Лицейские беседы

Предпочёл бы жить в ушедшем веке

Валерий Плотников. Фото Ирины Ларионовой
Валерий Плотников. Фото Ирины Ларионовой
Фильм «Высоцкий. Спасибо, что живой» вызывает ожесточенные дискуссии. Похож или не похож? —  едва ли не главный предмет для споров. Фотохудожник Валерий Плотников, автор знаменитых портретов Высоцкого,  после премьеры сказал: «Похож».

Несколько лет назад Плотников привозил в Петрозаводск фотовыставку «Четверть века без Высоцкого» и дал интервью «Лицею».
В Выставочном зале Карельской государственной филармонии завершилась выставка фотографий известного  петербургского фотографа Валерия Плотникова «Четверть века без Высоцкого». Плотников известен портретами людей искусства: артистов, режиссеров, писателей, художников. На фоне заурядных советских  штампов его фотографии  стали в свое время вызовом,  в них ощущалась другая жизнь.

**Предоставленные материалы**

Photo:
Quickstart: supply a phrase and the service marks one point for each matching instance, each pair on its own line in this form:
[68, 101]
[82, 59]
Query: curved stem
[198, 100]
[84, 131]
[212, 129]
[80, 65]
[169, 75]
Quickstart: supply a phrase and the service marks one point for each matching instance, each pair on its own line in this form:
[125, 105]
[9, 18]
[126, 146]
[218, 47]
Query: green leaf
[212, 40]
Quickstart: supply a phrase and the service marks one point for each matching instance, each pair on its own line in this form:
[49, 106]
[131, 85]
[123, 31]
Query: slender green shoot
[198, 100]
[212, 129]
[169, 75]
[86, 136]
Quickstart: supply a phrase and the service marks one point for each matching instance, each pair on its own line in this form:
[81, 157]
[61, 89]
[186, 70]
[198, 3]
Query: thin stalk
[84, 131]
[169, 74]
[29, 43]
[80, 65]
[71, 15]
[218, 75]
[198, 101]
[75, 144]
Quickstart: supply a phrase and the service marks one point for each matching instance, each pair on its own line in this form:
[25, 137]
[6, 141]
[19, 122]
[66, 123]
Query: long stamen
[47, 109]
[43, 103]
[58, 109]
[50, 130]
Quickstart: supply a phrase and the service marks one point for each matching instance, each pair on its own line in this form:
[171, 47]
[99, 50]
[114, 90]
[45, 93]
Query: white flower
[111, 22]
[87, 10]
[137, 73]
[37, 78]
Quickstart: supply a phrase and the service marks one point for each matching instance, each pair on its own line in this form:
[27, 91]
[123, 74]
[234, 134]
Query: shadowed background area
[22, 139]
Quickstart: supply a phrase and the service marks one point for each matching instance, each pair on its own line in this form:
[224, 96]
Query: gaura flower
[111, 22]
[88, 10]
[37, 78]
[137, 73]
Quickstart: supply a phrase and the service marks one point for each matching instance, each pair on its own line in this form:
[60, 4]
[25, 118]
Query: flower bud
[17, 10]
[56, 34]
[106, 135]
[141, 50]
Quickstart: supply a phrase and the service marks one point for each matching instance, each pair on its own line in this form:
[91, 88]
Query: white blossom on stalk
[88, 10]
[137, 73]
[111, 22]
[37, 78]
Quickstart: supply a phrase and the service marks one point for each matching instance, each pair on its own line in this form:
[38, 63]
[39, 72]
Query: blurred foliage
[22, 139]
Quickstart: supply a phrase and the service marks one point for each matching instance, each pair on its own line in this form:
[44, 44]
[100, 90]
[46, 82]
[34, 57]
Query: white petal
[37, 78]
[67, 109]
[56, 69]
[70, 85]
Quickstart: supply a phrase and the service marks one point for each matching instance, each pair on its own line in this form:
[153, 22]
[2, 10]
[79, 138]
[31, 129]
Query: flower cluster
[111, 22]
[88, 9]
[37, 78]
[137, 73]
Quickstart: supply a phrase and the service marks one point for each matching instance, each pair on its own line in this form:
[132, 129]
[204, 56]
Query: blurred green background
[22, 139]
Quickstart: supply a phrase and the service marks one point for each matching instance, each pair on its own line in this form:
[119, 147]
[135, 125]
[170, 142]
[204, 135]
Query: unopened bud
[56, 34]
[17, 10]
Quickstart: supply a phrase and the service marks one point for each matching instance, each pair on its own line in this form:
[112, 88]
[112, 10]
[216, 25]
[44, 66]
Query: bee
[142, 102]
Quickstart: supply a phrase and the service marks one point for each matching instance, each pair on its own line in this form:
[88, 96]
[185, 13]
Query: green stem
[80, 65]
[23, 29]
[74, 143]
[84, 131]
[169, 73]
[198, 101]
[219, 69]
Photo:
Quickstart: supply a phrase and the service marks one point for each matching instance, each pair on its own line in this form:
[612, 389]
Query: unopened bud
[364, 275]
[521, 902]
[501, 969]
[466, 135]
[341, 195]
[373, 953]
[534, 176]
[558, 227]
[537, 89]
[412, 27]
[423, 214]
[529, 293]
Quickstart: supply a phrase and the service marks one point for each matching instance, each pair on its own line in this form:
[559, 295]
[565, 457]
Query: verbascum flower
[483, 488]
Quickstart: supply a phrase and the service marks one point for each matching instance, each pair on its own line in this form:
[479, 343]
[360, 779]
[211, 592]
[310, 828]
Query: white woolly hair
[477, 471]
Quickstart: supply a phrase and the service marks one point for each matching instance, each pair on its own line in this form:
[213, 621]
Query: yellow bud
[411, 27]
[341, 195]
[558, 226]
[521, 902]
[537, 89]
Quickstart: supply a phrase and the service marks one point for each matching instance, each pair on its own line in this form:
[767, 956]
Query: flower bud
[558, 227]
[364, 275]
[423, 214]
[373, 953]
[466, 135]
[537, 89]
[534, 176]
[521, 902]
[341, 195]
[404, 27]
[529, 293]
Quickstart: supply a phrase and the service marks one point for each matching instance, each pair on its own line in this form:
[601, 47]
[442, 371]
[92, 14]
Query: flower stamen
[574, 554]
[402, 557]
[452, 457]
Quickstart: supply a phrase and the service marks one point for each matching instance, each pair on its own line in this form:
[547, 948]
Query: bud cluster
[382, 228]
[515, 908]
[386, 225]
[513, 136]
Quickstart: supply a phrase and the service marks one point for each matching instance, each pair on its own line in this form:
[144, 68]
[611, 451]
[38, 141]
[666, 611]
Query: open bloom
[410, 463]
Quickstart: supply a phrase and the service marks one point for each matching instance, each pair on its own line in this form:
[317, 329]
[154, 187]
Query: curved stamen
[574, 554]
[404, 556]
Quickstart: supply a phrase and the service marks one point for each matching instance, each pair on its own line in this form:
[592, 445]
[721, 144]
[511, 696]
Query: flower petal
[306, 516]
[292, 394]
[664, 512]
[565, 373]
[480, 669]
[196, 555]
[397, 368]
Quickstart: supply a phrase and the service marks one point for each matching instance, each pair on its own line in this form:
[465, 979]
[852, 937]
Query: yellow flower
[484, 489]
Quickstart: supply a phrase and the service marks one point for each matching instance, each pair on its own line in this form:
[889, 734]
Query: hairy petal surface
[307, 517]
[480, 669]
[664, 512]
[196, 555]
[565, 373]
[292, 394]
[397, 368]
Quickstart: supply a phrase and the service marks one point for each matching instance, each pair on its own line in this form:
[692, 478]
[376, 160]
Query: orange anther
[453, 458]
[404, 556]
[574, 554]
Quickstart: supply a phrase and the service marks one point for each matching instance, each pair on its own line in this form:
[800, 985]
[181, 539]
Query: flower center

**Выполните задания**
A) Где прошла фотовыставка «Четверть века без Высоцкого», о которой говорится в тексте о Валерии Плотникове?
B) Подхватите текст о Валерии Плотникове с его последней фразы и напишите продолжение.

**Ответы к заданиям**
A) В Выставочном зале Карельской государственной филармонии.

B)
Нам, живущим далеко от Москвы и Петербурга, Плотников всегда казался этаким счастливчиком, баловнем судьбы.
— Вы довольны  своей творческой судьбой?
– Я осознаю себя не художником, а фотографом. Еще до того, как рухнула нелюбимая мною советская власть, я всегда говорил, что был бы доволен, если бы у меня было свое фотоателье. Туда приходили бы люди фотографироваться. Я снимал бы тех, кого хотел. Собственно, я это и делал, правда, не имея своей лаборатории и студии. Перелистывая три своих альбома, а они включают только малую часть моего архива, я обнаружил, что треть материала снята не на заказ, чем горжусь. Ведь надо учесть, что фотограф ТАСС в то время  вряд ли мог снимать, скажем,  Шнитке, Любимова или Высоцкого под страхом потери работы и в том числе бесплатной аппаратуры и прочих льгот. К счастью, я был свободен в выборе персонажей для съемки. Правда,  затраты были нешуточные: приходилось платить за 12 кадров «кодака», купленного из-под полы, 7-8 рублей. Сравните: билет до Петербурга тогда стоил 7.90, а для студента проезд составлял 3.50. И то, и другое было для меня дорого.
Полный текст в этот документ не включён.